Text passage.
****************************************

The following is a list of massacres and mass executions that occurred in Yugoslavia during World War II. Areas once part of Yugoslavia that are now parts of Bosnia and Herzegovina, Croatia, Kosovo, Serbia, Slovenia, North Macedonia, and Montenegro; see the lists of massacres in those countries for more details.

Perpetrators
The majority of massacres were committed by Yugoslav factions during the civil war, while a number were committed by invading Axis forces.

Ustaše

After the invasion of Yugoslavia, puppet-state Independent State of Croatia (NDH) was created by Axis powers in the areas of most of modern-day Croatia and Bosnia and Herzegovina. The Ustaše sought to create an ethnically clean state by eradicating Serbs, Jews and Romani through genocidal policies. According to Ustaše officials, the creation of an ethnically pure Greater Croatian state would ensure the safety of the Croats from the Serbs. From the data calculated by the German Ministry of Foreign Affairs, during the creation of the state the population of Serbs was approximately 1,925,000. The Ustaše's largest genocidal massacres were carried out in Bosanska Krajina and in places in Croatia where Serbs constituted a large proportion of the population including Banija, Kordun, Lika, and northern Dalmatia. Between 300 000– 350 000 Serbs were killed in massacres and in concentration camps like Jasenovac and Jadovno. Some 100,000 Serbs, Jews, and anti-fascist Croat were killed at Jasenovac alone.

****************************************

[Records drawn from a collection]

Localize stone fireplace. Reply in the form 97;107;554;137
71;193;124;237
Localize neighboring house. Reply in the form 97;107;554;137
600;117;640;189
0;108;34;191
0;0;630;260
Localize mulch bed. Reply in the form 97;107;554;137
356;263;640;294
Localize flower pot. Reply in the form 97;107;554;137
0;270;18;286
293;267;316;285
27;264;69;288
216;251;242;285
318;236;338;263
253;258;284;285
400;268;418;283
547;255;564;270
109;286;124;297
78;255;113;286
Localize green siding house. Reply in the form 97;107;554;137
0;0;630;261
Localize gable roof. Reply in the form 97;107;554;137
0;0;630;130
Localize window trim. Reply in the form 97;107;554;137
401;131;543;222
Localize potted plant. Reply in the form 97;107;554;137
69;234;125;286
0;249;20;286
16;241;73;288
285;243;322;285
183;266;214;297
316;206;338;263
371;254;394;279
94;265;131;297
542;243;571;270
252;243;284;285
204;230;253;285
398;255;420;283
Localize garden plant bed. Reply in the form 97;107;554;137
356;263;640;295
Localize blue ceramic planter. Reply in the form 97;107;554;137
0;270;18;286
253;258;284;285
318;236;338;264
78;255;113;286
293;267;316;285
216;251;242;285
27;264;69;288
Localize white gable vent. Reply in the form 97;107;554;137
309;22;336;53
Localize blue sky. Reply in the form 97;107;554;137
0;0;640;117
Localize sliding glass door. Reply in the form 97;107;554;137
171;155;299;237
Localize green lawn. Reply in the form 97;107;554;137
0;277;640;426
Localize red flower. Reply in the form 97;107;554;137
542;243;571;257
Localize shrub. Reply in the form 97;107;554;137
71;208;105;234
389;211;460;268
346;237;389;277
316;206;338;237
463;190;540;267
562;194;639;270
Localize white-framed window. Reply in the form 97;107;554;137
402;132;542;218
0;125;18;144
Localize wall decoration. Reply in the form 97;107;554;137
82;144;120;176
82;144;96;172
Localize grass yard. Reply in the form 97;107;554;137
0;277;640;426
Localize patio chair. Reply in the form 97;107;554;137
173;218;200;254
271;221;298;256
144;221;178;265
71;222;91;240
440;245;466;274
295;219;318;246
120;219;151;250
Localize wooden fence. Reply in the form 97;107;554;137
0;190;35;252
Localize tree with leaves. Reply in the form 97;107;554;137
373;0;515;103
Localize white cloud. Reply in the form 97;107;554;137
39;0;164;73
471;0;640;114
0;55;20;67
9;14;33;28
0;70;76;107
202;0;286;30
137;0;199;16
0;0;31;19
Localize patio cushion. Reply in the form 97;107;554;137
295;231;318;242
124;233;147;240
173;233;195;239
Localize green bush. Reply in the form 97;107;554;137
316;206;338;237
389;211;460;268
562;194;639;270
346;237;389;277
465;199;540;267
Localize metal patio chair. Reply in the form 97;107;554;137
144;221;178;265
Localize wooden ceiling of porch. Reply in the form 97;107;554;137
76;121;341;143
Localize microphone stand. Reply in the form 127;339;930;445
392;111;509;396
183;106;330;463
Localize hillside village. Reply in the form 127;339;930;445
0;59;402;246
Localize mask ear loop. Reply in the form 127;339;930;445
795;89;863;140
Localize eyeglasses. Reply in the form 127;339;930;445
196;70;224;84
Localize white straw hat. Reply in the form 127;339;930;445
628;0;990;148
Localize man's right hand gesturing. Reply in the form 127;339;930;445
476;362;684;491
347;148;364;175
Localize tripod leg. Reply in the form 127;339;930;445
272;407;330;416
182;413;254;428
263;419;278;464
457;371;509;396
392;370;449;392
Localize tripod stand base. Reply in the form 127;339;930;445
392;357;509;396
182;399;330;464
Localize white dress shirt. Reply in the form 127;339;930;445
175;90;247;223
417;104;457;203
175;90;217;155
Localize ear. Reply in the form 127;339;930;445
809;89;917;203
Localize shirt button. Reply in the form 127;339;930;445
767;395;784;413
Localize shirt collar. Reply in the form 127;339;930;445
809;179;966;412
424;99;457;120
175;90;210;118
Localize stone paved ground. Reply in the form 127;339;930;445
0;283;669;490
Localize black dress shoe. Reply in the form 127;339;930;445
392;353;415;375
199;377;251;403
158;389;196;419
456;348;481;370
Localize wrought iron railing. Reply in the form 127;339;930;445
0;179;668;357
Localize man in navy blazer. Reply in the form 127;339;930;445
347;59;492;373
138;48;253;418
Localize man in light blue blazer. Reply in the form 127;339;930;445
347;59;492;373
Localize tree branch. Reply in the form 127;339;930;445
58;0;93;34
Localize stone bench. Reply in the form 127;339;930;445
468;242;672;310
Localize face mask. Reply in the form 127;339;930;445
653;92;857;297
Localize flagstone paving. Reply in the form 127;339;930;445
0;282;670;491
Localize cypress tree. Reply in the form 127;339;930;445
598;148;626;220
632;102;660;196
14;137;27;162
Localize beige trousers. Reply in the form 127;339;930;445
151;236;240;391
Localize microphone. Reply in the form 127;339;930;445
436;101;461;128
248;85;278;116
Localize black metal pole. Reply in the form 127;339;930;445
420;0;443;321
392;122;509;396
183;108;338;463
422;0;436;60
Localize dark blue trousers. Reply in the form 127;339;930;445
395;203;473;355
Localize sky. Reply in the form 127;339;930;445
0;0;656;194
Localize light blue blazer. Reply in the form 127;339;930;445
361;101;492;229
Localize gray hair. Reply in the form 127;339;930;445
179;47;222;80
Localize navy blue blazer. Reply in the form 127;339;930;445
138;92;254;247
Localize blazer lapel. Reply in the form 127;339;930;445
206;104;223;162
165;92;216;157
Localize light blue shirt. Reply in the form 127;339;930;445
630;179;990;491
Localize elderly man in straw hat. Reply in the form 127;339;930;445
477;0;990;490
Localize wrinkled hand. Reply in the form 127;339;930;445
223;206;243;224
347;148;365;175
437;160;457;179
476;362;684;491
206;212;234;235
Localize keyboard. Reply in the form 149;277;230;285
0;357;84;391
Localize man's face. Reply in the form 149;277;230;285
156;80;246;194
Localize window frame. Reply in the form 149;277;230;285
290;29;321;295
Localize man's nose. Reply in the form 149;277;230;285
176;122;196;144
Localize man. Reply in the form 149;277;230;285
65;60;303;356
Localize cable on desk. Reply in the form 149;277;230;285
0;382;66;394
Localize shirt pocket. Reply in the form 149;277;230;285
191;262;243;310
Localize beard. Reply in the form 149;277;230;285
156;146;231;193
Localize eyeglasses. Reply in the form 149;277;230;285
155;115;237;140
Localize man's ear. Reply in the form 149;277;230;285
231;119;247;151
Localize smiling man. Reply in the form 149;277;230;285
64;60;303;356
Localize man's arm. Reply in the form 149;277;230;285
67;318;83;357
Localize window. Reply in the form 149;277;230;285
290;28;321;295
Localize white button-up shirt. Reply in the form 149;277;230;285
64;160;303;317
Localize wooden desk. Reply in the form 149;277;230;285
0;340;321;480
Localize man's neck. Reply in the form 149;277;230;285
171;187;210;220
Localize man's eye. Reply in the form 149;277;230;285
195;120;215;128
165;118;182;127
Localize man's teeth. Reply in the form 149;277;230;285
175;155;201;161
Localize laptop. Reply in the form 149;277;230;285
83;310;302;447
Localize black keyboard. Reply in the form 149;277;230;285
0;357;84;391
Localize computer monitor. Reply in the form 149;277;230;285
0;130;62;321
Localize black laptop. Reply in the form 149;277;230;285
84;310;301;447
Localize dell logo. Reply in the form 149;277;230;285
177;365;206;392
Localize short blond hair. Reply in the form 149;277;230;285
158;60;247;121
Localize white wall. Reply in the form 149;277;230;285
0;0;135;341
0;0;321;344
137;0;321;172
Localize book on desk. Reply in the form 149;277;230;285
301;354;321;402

****************************************

The task. Can you set down the entire passage on massacres in Yugoslavia during World War II, word for word?

Output.
The following is a list of massacres and mass executions that occurred in Yugoslavia during World War II. Areas once part of Yugoslavia that are now parts of Bosnia and Herzegovina, Croatia, Kosovo, Serbia, Slovenia, North Macedonia, and Montenegro; see the lists of massacres in those countries for more details.

Perpetrators
The majority of massacres were committed by Yugoslav factions during the civil war, while a number were committed by invading Axis forces.

Ustaše

After the invasion of Yugoslavia, puppet-state Independent State of Croatia (NDH) was created by Axis powers in the areas of most of modern-day Croatia and Bosnia and Herzegovina. The Ustaše sought to create an ethnically clean state by eradicating Serbs, Jews and Romani through genocidal policies. According to Ustaše officials, the creation of an ethnically pure Greater Croatian state would ensure the safety of the Croats from the Serbs. From the data calculated by the German Ministry of Foreign Affairs, during the creation of the state the population of Serbs was approximately 1,925,000. The Ustaše's largest genocidal massacres were carried out in Bosanska Krajina and in places in Croatia where Serbs constituted a large proportion of the population including Banija, Kordun, Lika, and northern Dalmatia. Between 300 000– 350 000 Serbs were killed in massacres and in concentration camps like Jasenovac and Jadovno. Some 100,000 Serbs, Jews, and anti-fascist Croat were killed at Jasenovac alone.